BEGIN DOCUMENT

# Anyone's kitto ever get stuck up a tree?



## bluemilk (Oct 3, 2005)

...How did you get em down?

In 92 A friend's ancient orange cat, Dusty, proved he could still climb trees, and got stranded in a big oak. Firemen came and rescued him, which was a blow to his pride. My friends were warned that this would be the last time they, or Dusty, could expect help from the YFD.

SOO0... the next day, my friends heard yeowling. Cokie the calico was not to be outdone. Several attempts were made to rescue her, but she was fierce and terrified. Finally, she got bored, sauntered across a branch to the roof, and came down via the fire escape.


----------



## eldercat (Jul 3, 2015)

Yes. Some time after I had inherited my friend's cat and she'd adjusted to being indoor/outdoor (we're in a safe-from-cars area with a fenced yard) she did not come in. I felt great panic, but kept calling. Checking out the front door I thought I heard cries. Sure enough, there she was - way up a tree. Figured she'd gone outside the fence and the neighbor dogs had frightened her, so up she went. There was *nothing* I could do, so I comforted myself that I'd never yet seen a cat skeleton up a tree, and came back indoors... but I did worry for quite a while. And when I next looked out the back door, there she was, waiting for (late) breakfast.


----------



## cat owner again (Dec 14, 2012)

My cats have always been indoor/outdoor. One of them at about 6-9 months didn't come when I called. I was very upset and eventually we saw her in the tree in the yard behind me. We couldn't get her. But eventually she came down. 
Recently I heard meowing on the patio cover and interpreted that as distress. So I got a ladder and was trying to get my cat and he was avoiding me. I was very upset. I finally got him down. Next day same meow. Not thrilled. I didn't get him this time because he avoided me. So I sat outside to monitor the situation. He showed me. He jumped from patio cover to roof, further down roof, onto garbage can and down. Apparently he didn't need me at all.


----------



## Estil (Mar 5, 2016)

The reason cats get stuck in trees is because the way the claws are shaped climbing up is easy but getting back down, eh not so much, right?

And I was wondering if the fire department really did get kitties down from trees! I thought maybe that was only in cartoons or TV shows or something!


----------



## bluemilk (Oct 3, 2005)

It used to be, if the fire station had an engine to spare, they'd come rescue kitty! Last I heard, the power or phone company MIGHT come out if the tree was near wires.

I luv Treetop cat Rescue. It's a very kind and brave soul who would climb a sequoia to rescue a scared cat!


----------

END DOCUMENT
BEGIN DATA SECTION

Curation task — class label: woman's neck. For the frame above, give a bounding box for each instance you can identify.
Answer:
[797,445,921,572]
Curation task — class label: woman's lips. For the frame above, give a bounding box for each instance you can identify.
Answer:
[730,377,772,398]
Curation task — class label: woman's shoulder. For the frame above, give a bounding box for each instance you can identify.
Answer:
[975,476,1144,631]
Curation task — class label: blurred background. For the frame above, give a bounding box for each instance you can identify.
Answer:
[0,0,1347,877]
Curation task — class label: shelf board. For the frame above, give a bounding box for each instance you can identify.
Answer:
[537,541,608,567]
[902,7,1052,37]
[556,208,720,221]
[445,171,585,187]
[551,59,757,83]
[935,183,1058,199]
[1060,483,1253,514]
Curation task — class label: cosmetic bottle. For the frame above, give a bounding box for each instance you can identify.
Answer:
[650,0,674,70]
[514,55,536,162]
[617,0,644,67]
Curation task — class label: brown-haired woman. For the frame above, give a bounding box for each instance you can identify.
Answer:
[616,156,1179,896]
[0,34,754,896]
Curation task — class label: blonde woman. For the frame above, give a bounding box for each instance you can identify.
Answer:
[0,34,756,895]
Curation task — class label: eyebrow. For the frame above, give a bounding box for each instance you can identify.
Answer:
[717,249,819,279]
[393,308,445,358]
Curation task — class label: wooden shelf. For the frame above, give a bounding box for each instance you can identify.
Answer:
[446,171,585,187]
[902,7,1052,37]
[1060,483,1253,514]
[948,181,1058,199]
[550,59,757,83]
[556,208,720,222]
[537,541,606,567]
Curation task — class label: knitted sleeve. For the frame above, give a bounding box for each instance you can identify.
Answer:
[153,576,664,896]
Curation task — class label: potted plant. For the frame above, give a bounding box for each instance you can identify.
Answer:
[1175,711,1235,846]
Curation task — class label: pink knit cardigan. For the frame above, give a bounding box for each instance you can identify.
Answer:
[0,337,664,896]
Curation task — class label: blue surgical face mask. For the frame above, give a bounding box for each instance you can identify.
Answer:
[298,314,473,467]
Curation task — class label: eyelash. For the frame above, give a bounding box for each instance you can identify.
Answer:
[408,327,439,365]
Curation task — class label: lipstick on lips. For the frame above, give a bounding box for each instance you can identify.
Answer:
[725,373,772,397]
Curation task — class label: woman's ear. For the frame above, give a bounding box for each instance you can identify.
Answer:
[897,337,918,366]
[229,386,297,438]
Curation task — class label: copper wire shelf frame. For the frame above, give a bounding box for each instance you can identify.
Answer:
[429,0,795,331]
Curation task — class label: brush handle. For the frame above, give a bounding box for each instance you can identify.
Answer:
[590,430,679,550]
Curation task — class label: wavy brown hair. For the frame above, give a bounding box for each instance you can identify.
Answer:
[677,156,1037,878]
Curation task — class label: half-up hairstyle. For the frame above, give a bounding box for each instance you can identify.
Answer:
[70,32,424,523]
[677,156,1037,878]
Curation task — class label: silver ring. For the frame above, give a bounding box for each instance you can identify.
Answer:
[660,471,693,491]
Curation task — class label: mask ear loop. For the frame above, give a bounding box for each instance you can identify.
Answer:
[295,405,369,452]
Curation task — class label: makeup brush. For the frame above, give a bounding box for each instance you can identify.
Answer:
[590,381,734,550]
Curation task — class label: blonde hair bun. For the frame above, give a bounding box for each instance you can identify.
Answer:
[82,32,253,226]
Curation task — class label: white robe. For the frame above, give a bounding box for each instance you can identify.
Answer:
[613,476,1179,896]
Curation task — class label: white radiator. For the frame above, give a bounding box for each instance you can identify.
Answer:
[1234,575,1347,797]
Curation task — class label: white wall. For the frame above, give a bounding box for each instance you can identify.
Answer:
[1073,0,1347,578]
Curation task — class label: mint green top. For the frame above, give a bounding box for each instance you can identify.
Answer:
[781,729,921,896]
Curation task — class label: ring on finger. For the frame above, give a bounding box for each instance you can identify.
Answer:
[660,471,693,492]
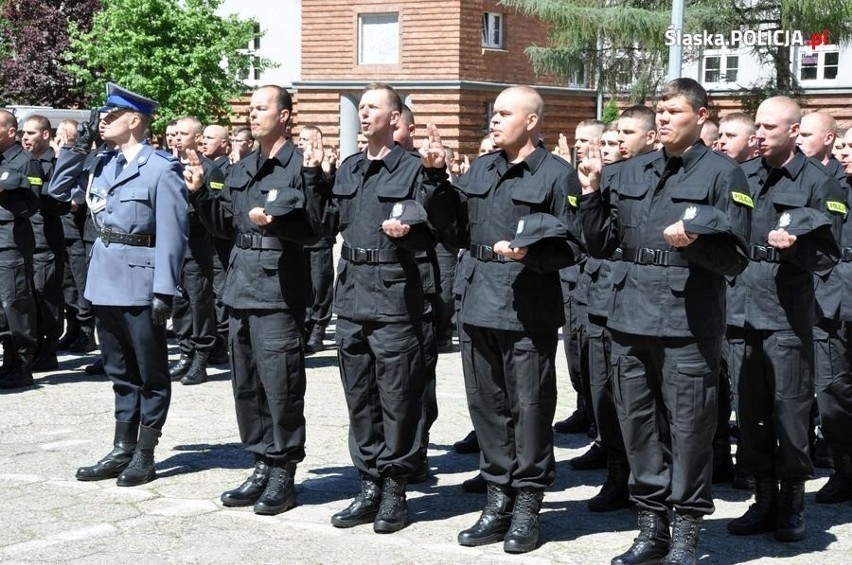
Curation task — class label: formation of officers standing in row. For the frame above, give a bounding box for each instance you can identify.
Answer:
[0,79,852,564]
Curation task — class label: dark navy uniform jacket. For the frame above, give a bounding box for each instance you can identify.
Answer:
[328,144,447,322]
[814,159,852,322]
[430,143,582,332]
[728,151,847,331]
[580,142,751,337]
[190,139,322,310]
[0,143,42,253]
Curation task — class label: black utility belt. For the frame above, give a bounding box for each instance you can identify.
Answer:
[234,233,284,251]
[340,243,427,264]
[98,228,154,247]
[748,245,781,263]
[612,247,689,267]
[470,244,511,263]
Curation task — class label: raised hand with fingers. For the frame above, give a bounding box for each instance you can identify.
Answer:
[577,141,603,194]
[183,149,204,192]
[420,124,447,169]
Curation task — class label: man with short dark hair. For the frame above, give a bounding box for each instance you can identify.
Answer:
[0,109,42,388]
[184,85,322,515]
[728,96,848,541]
[579,79,750,565]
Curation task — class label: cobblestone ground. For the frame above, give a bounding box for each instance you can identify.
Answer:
[0,328,852,564]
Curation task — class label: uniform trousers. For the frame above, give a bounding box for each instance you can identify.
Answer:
[335,316,427,480]
[814,320,852,454]
[172,232,216,355]
[94,305,172,430]
[459,324,558,490]
[305,244,334,328]
[611,330,722,516]
[586,315,627,461]
[228,308,306,463]
[728,326,814,481]
[0,249,36,358]
[33,249,64,341]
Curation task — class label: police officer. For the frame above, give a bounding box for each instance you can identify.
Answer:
[430,86,580,553]
[169,116,225,385]
[0,110,42,388]
[728,96,847,541]
[21,115,65,371]
[50,83,188,486]
[184,85,322,515]
[331,83,447,533]
[579,78,750,565]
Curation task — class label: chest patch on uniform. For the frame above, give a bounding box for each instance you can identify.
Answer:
[825,200,846,214]
[731,192,754,208]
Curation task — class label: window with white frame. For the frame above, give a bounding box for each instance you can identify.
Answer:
[704,55,740,82]
[358,12,399,65]
[482,12,503,49]
[799,49,840,80]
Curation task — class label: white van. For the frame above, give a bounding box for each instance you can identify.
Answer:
[5,105,90,135]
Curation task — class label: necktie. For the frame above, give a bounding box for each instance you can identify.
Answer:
[114,151,127,179]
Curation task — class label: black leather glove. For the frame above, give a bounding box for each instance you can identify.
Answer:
[151,294,172,326]
[71,110,100,155]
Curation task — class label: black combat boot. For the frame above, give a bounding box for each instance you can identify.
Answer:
[503,489,544,553]
[816,448,852,504]
[0,351,33,389]
[220,457,270,506]
[728,478,778,536]
[373,475,409,534]
[115,426,160,487]
[331,475,382,528]
[254,461,296,516]
[775,479,805,541]
[76,422,139,481]
[180,351,210,385]
[32,339,59,373]
[587,455,630,512]
[663,513,701,565]
[68,326,98,353]
[458,483,513,546]
[169,353,192,381]
[610,510,672,565]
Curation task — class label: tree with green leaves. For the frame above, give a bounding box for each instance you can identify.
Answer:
[69,0,268,132]
[0,0,101,107]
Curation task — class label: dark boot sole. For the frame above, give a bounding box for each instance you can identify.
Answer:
[115,473,157,487]
[254,500,296,516]
[331,510,379,528]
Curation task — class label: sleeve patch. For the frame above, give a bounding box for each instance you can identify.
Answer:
[825,200,846,214]
[731,192,754,208]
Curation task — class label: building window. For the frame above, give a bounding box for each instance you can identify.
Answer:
[704,55,740,82]
[358,12,399,65]
[799,50,840,80]
[482,12,503,49]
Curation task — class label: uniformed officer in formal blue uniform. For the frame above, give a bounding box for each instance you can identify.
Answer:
[48,83,188,486]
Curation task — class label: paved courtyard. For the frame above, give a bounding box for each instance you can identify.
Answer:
[0,332,852,565]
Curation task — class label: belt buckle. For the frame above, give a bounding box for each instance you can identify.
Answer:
[636,247,658,265]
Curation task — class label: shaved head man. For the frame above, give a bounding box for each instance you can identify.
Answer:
[796,112,837,165]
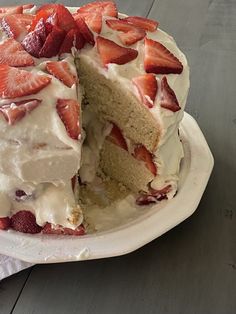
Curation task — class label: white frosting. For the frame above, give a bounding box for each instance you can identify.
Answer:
[0,8,189,228]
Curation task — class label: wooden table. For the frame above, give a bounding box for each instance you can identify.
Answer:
[0,0,236,314]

END DATA SECTION

DIRECTIVE>
Copy everything in the thread about cats stuck in trees from "## Estil (Mar" down to "was near wires.", swapping "fire department" for "fire brigade".

SOLUTION FOR THIS PROBLEM>
## Estil (Mar 5, 2016)

The reason cats get stuck in trees is because the way the claws are shaped climbing up is easy but getting back down, eh not so much, right?

And I was wondering if the fire brigade really did get kitties down from trees! I thought maybe that was only in cartoons or TV shows or something!


----------



## bluemilk (Oct 3, 2005)

It used to be, if the fire station had an engine to spare, they'd come rescue kitty! Last I heard, the power or phone company MIGHT come out if the tree was near wires.